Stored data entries

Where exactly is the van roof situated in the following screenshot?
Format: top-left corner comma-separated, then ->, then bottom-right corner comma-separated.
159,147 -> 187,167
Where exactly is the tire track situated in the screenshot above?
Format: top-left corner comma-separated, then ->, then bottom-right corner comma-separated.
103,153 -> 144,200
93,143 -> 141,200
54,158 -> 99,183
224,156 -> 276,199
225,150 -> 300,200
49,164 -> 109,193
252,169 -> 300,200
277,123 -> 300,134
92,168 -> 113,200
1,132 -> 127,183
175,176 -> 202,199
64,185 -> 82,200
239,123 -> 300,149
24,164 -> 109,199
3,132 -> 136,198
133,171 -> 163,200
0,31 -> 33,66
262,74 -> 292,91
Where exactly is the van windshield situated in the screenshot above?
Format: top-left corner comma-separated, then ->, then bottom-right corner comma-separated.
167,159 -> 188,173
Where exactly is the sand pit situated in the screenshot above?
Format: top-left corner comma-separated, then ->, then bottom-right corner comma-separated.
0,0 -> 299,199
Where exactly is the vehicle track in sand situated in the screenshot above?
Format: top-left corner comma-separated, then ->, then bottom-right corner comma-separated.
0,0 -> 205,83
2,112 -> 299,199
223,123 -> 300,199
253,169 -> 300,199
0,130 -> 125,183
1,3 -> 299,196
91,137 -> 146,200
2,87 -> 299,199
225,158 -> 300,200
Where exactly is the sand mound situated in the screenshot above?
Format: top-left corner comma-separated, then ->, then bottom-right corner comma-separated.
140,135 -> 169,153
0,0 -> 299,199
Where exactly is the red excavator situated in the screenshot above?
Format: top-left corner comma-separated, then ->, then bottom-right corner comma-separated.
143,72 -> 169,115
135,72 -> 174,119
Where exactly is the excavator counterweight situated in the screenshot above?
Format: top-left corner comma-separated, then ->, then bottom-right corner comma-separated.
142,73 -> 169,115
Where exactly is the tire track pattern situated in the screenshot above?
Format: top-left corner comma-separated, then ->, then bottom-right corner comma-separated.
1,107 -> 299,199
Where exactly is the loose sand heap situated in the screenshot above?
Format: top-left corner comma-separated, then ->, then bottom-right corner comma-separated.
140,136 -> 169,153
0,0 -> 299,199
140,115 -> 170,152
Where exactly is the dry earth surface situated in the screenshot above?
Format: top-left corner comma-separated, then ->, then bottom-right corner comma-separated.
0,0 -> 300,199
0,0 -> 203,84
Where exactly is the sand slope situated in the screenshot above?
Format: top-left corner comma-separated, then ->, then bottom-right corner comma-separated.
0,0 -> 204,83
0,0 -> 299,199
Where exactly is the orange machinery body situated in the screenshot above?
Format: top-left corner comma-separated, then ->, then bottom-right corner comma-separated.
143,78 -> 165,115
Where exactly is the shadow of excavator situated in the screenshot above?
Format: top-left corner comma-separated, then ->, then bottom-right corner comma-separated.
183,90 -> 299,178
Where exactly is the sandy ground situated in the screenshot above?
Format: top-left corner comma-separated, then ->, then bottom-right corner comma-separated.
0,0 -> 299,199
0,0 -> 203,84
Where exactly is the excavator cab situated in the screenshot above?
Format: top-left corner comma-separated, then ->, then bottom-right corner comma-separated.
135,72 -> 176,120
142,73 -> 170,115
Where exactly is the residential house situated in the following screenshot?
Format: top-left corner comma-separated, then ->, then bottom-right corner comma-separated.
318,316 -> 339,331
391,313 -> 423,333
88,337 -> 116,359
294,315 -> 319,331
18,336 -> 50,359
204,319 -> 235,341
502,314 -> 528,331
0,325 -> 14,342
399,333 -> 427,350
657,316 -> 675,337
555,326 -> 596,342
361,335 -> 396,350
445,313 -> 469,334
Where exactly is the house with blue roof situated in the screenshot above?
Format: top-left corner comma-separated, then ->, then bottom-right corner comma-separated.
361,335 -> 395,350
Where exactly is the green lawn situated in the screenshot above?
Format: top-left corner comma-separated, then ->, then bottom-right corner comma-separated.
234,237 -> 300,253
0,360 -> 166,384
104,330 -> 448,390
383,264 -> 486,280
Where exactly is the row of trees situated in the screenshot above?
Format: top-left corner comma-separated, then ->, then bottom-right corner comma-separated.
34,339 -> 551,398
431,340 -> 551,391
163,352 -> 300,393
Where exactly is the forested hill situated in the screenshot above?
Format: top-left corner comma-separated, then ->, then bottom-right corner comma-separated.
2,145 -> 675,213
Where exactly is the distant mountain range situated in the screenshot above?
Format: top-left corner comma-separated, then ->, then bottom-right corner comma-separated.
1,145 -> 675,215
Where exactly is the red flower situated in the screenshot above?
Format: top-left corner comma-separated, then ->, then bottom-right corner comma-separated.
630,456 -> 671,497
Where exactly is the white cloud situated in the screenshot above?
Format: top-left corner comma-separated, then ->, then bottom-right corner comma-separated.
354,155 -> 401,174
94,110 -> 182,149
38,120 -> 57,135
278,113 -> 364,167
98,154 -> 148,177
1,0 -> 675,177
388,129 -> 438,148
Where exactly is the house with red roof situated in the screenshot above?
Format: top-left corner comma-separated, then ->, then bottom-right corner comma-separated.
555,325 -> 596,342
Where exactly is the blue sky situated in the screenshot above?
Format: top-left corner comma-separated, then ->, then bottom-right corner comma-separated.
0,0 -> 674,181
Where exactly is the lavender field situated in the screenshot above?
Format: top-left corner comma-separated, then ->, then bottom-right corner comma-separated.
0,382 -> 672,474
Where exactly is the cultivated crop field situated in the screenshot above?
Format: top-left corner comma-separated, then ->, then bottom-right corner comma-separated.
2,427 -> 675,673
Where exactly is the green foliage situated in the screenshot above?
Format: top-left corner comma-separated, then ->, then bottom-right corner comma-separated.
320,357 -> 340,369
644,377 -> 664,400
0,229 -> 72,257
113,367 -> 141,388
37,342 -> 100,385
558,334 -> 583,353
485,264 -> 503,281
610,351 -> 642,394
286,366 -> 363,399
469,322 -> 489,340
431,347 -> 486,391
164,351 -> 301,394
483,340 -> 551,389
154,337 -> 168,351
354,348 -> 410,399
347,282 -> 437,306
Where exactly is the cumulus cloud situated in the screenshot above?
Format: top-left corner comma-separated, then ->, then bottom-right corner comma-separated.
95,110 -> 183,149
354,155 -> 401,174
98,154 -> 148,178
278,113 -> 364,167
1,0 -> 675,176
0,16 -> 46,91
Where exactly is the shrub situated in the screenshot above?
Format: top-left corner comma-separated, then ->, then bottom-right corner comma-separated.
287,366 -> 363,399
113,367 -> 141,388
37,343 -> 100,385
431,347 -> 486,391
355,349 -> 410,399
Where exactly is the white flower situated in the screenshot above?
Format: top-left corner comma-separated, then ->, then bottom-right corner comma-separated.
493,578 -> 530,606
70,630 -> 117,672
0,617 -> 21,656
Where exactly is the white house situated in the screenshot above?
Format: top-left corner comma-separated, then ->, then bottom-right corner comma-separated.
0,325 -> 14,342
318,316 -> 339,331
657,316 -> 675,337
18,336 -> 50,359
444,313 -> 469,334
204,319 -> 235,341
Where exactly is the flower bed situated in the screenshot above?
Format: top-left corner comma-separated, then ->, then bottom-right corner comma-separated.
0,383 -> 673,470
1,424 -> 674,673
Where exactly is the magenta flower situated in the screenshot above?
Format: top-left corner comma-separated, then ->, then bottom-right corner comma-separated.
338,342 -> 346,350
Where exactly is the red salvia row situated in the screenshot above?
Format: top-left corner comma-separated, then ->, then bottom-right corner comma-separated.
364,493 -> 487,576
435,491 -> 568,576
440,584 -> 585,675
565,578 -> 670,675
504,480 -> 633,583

What the exercise asks: From the data above, copy each line with the string "cloud" in it.

Response area:
Where exactly is the white cloud situated in the screenshot above?
Where exactly is the cumulus cloud situated in the screenshot above?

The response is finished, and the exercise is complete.